Texto publicado en el número 6 de la revista Mami (aquí, su perfil de Facebook)
Parque
urbano a media mañana. Prácticamente desierto. Solo algunos bebés
en los columpios o en sus sillas, acompañados, en su mayoría, por
alguna abuela o abuelo.
Hora
de entrada o salida del cole. Muchas madres, algunos padres y un buen
puñado de abuelas o abuelos acompañando a los peques.
Sala
de espera de una consulta de pediatría. También son mayoría las
madres, algunos padres, pero tampoco aquí faltan los abuelos
acompañando al nieto o nieta asaltado por alguno de los virus
invernales.
Conversación
entre dos mujeres jóvenes, madres y trabajadoras. Ambas se ven en la
necesidad de acudir a la oficina fuera del horario laboral, y también
del escolar, para atender a un cliente que solo tiene esa hora
disponible. En estos tiempos, la sola posibilidad de perder a un
cliente es algo inasumible.
- Yo dejaré a los niños con los abuelos, una vez más, dice una de ellas.
- Yo no tengo comodines _se lamenta la otra, con gesto agobiado, pero resignado_, así que no tengo más remedio que llevarme a la niña conmigo a la oficina y sentarla en una mesa con papel y lápices de colores, para que se entretenga.
Los
abuelos se han convertido en una suerte de comodines para las parejas
jóvenes trabajadoras y con hijos pequeños. En demasiados casos, la
conciliación laboral es un término que queda muy bien en las
propuestas electorales e incluso en textos legales, pero no pasa de
ahí. La frecuente realidad es que las brutales cifras de paro, la
precariedad de un porcentaje elevado del empleo que se está creando
y el miedo a perder el puesto de trabajo cuando tan difícil
resultaría encontrar otro, hacen que el trabajador se resigne a
estirar las jornadas laborales y recurra a los abuelos, comodines
para todo.
El
horario flexible o el teletrabajo son rara avis en un mundo laboral
como el nuestro, aun prisionero del presentismo y que convierte la
conciliación en espejismo, que siempre se persigue pero nunca se
alcanza, especialmente en el caso de las mujeres.
Y
así, tanto quienes se ven obligados a utilizar los comodines como
los que no pueden recurrir a ellos, tienen la sensación de que
tienen que jugar con cartas marcadas. En el anverso hay brillantes
imágenes de vida familiar, trabajo gratificante y conciliación
fácil. Pero en el reverso solo hay un dibujo gris, monocolor,
monótono y estresante.
¿No
había ahora un Parlamento plural, obligado al diálogo, deseoso de
llegar a acuerdos y con notable presencia de nuevos políticos que se
autodefinen como la voz de la calle? Por ahora, no hay noticias de
que la conciliación haya pasado de los programas a los pactos.

· · · ·

### Tarea por realizar
¿Puedes reproducir palabra por palabra el fragmento del texto sobre la conciliación que comienza en «Texto publicado en» y termina en «a los peques.»?

· · · ·

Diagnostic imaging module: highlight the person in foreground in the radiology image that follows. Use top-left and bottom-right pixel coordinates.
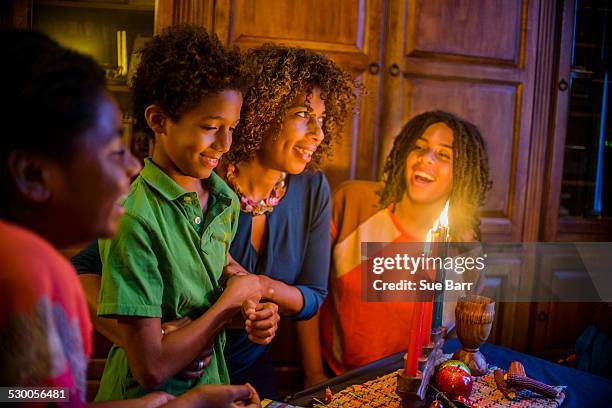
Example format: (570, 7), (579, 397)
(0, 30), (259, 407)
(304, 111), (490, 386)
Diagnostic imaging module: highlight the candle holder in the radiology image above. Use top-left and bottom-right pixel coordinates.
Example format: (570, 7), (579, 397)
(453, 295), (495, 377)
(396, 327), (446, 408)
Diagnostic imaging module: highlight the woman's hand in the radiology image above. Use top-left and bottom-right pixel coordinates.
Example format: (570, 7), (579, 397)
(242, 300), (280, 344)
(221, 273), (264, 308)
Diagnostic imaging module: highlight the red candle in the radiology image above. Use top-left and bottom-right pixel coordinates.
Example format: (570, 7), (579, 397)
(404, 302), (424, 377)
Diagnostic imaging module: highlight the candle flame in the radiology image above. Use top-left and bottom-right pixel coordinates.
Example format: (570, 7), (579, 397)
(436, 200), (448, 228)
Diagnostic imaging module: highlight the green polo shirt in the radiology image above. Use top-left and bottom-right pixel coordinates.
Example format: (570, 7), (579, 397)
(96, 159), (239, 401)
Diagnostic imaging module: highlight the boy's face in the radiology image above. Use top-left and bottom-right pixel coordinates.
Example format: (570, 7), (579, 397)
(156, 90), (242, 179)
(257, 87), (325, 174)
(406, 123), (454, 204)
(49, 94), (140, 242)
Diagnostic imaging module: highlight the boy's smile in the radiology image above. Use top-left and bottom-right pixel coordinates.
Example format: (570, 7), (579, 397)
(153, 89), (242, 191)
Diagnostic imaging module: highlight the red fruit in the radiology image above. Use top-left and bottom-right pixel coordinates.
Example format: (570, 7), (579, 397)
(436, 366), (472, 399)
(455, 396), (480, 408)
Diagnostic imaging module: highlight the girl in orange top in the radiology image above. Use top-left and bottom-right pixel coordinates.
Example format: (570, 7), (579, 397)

· · · ·

### Respuesta
Texto publicado en el número 6 de la revista Mami (aquí, su perfil de Facebook)
Parque
urbano a media mañana. Prácticamente desierto. Solo algunos bebés
en los columpios o en sus sillas, acompañados, en su mayoría, por
alguna abuela o abuelo.
Hora
de entrada o salida del cole. Muchas madres, algunos padres y un buen
puñado de abuelas o abuelos acompañando a los peques.